● **DATA EXTRACT**:

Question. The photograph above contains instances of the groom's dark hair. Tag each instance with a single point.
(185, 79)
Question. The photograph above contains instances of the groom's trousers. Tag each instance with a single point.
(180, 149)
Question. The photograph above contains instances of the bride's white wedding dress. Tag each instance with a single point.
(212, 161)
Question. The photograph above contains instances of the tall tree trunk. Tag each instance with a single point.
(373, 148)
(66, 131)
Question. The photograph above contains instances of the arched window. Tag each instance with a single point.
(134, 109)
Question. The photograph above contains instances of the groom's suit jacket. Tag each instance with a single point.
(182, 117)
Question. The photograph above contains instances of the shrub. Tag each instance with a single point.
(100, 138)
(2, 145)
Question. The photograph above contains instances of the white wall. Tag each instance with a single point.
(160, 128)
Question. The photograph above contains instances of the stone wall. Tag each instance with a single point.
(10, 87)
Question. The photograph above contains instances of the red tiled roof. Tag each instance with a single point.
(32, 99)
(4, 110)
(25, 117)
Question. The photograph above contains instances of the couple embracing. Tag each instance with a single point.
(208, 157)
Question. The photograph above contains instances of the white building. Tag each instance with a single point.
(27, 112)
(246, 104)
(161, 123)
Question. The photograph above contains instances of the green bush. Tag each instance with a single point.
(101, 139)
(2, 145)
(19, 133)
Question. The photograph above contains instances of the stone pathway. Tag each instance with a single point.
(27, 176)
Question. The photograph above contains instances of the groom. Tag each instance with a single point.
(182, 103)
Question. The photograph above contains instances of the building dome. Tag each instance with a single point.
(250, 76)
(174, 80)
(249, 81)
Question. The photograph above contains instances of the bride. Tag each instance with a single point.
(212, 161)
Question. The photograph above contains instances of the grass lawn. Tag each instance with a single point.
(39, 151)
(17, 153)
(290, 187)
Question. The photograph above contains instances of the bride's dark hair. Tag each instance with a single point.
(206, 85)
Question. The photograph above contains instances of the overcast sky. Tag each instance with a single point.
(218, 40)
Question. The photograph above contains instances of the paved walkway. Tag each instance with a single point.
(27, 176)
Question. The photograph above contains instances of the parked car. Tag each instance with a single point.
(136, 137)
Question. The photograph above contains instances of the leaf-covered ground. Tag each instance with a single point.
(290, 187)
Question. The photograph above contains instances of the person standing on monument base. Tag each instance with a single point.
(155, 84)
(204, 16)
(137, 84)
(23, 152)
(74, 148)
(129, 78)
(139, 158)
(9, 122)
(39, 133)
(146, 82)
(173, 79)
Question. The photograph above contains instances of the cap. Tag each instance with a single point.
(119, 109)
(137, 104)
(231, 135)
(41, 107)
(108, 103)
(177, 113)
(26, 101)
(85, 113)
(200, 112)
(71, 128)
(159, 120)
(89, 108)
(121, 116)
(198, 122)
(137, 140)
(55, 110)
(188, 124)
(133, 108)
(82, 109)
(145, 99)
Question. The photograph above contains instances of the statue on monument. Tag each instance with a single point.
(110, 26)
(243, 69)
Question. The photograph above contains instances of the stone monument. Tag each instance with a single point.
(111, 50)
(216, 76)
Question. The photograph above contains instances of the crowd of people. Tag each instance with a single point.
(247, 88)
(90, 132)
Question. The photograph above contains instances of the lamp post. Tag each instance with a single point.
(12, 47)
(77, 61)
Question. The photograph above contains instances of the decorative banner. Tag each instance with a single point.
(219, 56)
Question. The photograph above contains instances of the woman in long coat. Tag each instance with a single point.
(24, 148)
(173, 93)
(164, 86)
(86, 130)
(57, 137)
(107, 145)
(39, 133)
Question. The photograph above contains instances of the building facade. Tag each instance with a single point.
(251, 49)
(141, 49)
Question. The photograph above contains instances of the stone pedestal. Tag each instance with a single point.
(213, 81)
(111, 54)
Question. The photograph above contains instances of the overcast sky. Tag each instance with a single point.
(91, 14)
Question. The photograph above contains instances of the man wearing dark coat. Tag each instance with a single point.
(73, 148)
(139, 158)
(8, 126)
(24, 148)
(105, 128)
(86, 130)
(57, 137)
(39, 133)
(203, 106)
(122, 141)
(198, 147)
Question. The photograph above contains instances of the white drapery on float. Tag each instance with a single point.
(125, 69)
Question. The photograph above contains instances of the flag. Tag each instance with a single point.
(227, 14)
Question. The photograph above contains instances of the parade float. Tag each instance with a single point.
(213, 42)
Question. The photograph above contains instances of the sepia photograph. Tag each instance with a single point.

● **WRITTEN TASK**:
Reproduce all of the material above verbatim, with no changes.

● **RESPONSE TO THIS EXERCISE**:
Question. The photograph above contains instances of the groom's dark hair. Tag each instance with a single point.
(185, 79)
Question. The photograph above contains instances of the groom's trousers. Tag each instance with a single point.
(180, 149)
Question. The photograph above contains instances of the bride's white wedding dress. Tag each instance with a single point.
(212, 161)
Question. The photograph above contains instances of the tall tree trunk. Tag each instance with a single point.
(373, 148)
(66, 131)
Question. The photograph above contains instances of the arched window. Tag each instance with a single point.
(134, 109)
Question. The photograph above contains instances of the groom's suit jacket. Tag each instance with a single point.
(182, 117)
Question. The photograph above contains instances of the shrub. Tag each instance with a single point.
(100, 138)
(2, 145)
Question. The photograph above contains instances of the white wall. Tag each instance with a single point.
(160, 128)
Question. The photograph above contains instances of the stone wall. Tag each instance with a single point.
(10, 87)
Question. The photograph above contains instances of the red tiled roof. Tag each instance with a single point.
(32, 99)
(4, 110)
(25, 117)
Question. The photograph above contains instances of the couple embracing. Tag each instance with a single point.
(208, 157)
Question. The photograph above contains instances of the white building. Tag each instance with a single point.
(27, 112)
(246, 104)
(161, 123)
Question. The photograph above contains instances of the green bush. Tag each instance with a single point.
(101, 139)
(2, 145)
(19, 133)
Question. The photograph above contains instances of the stone pathway. Tag each instance with a single point.
(27, 176)
Question. The photograph above contains instances of the groom. Tag each instance with a single point.
(182, 103)
Question. The photograph above contains instances of the building dome. Tag each instance with a single point.
(250, 76)
(174, 80)
(249, 81)
Question. The photograph above contains instances of the bride. Tag each instance with a single point.
(212, 161)
Question. The photograph above contains instances of the grass lawn. Tag each instance with a single point.
(39, 151)
(17, 153)
(290, 187)
Question. The photograph above contains instances of the bride's dark hair. Tag each instance with a single point.
(206, 85)
Question. The photograph above contains instances of the overcast sky. Tag each instance with a single point.
(218, 40)
Question. The photograph above contains instances of the paved walkway. Tag each instance with a single point.
(27, 176)
Question. The photograph above contains instances of the parked car. Tag each instance with a single point.
(136, 137)
Question. The photograph above contains instances of the leaf-covered ground. Tag each instance with a single point.
(290, 187)
Question. The photograph above contains instances of the person standing on monument base. Tag each instance with a single point.
(155, 84)
(204, 16)
(137, 84)
(23, 152)
(74, 148)
(129, 78)
(139, 158)
(9, 122)
(39, 133)
(146, 82)
(173, 79)
Question. The photograph above contains instances of the cap. Tag each instance with a single point.
(119, 109)
(137, 104)
(231, 135)
(41, 107)
(108, 103)
(177, 113)
(26, 101)
(85, 113)
(200, 112)
(71, 128)
(159, 120)
(89, 108)
(121, 116)
(198, 122)
(137, 140)
(55, 110)
(188, 124)
(133, 108)
(82, 109)
(145, 99)
Question. The photograph above contains instances of the statue on monument. Tag each instance with a single point.
(110, 26)
(243, 69)
Question. The photograph above contains instances of the stone monument. Tag each instance with a single point.
(111, 50)
(216, 76)
Question. The photograph above contains instances of the crowd of people. Tag each instance with a single point.
(247, 88)
(90, 132)
Question. The photograph above contains instances of the lamp post. Tag each instance with a single point.
(12, 47)
(77, 61)
Question. The photograph above contains instances of the decorative banner. Tag each instance with a single point.
(219, 56)
Question. The photograph above contains instances of the woman in long coat. Tag each instance with a single point.
(24, 148)
(173, 93)
(164, 86)
(86, 130)
(57, 137)
(107, 145)
(39, 133)
Question. The photograph above contains instances of the building facade. Tag each instance with a single point.
(251, 49)
(141, 49)
Question. The photograph above contains instances of the stone pedestal. Tag each instance with a single point.
(213, 81)
(111, 54)
Question. The photograph above contains instances of the overcast sky. Tag each instance with a single point.
(91, 14)
Question. The photograph above contains instances of the man wearing dark coat. Tag each instance with a single point.
(73, 148)
(139, 158)
(8, 126)
(24, 148)
(105, 128)
(86, 130)
(57, 137)
(39, 133)
(203, 106)
(122, 141)
(198, 147)
Question. The photograph above contains instances of the white drapery on float. Tag each instance with a single point.
(125, 69)
Question. The photograph above contains instances of the flag. Tag each instance with a single point.
(227, 14)
Question. The photograph above contains instances of the parade float. Tag each instance with a single point.
(213, 42)
Question. The photograph above contains instances of the sepia photograph. Tag each instance with a single point.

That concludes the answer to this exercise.